BRIEF 1: Copy word for word the part of the passage on the water rate lawsuit from "In 2010 and" to "Superior Court’s decisions.".

TEXT SECTION:
┄┄┄┄┄┄┄┄┄┄┄┄┄┄┄┄┄┄┄┄

The San Diego County Water Authority has petitioned the State Supreme Court to consider and reverse a recent ruling by the First District Court of Appeal on a matter stemming from the Water Authority’s ongoing water wheeling rate case against the Metropolitan Water District of Southern California. A pending decision by the State’s highest court on whether to hear the matter or not could have far-reaching implications across California that would not only impact how agencies can charge customers for the movement of water but also potentially impact the future of the Water Transfer Agreement between the Water Authority and the Imperial Irrigation District.
In 2010 and 2012, the Water Authority filed lawsuits against MWD arguing that MWD charged illegal rates for the conveyance of water through the Colorado River Aqueduct. After several weeks of testimony during a bifurcated trial on the merits, San Francisco Superior Court Judge Curtis E.A. Karnow ruled in favor of the Water Authority on almost all its claims, including a ruling that MWD had overcharged the Water Authority for use of its Colorado River Aqueduct by almost $200 million during the four years at issue in the cases before the Court. The Water Authority and MWD both appealed parts of the Superior Court’s decisions.

┄┄┄┄┄┄┄┄┄┄┄┄┄┄┄┄┄┄┄┄

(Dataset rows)
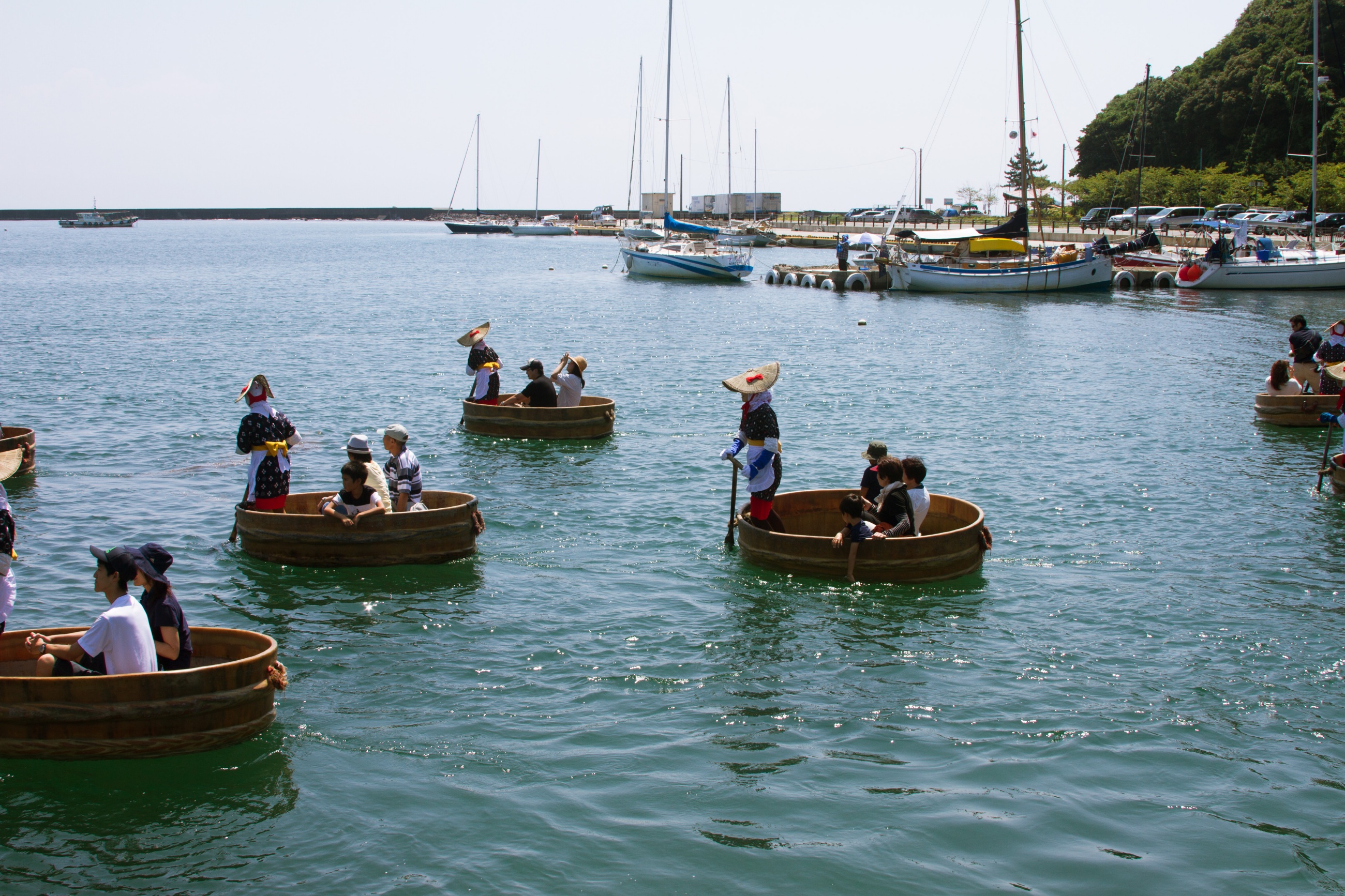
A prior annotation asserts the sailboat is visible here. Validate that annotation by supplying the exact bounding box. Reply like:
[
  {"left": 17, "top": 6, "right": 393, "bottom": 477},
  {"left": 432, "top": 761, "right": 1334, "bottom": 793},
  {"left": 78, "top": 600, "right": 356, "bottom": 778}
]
[
  {"left": 509, "top": 137, "right": 574, "bottom": 236},
  {"left": 1177, "top": 0, "right": 1345, "bottom": 289},
  {"left": 888, "top": 0, "right": 1111, "bottom": 293},
  {"left": 621, "top": 0, "right": 752, "bottom": 281}
]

┄┄┄┄┄┄┄┄┄┄┄┄┄┄┄┄┄┄┄┄

BRIEF 2: Reproduce all the dataset rows with their requests, multiplying every bounding box coordinate in the answers by 1.6 and rounding to whole numbers, with halves rounded up. Omit the pictures from your answer.

WRITTEN ANSWER 1:
In 2010 and 2012, the Water Authority filed lawsuits against MWD arguing that MWD charged illegal rates for the conveyance of water through the Colorado River Aqueduct. After several weeks of testimony during a bifurcated trial on the merits, San Francisco Superior Court Judge Curtis E.A. Karnow ruled in favor of the Water Authority on almost all its claims, including a ruling that MWD had overcharged the Water Authority for use of its Colorado River Aqueduct by almost $200 million during the four years at issue in the cases before the Court. The Water Authority and MWD both appealed parts of the Superior Court’s decisions.

WRITTEN ANSWER 2:
A prior annotation asserts the sailboat is visible here. Validate that annotation by supplying the exact bounding box. Reply like:
[
  {"left": 17, "top": 6, "right": 393, "bottom": 477},
  {"left": 432, "top": 761, "right": 1334, "bottom": 793},
  {"left": 78, "top": 600, "right": 356, "bottom": 778}
]
[
  {"left": 814, "top": 219, "right": 918, "bottom": 378},
  {"left": 1883, "top": 0, "right": 2152, "bottom": 462},
  {"left": 1421, "top": 0, "right": 1778, "bottom": 469},
  {"left": 994, "top": 0, "right": 1203, "bottom": 450}
]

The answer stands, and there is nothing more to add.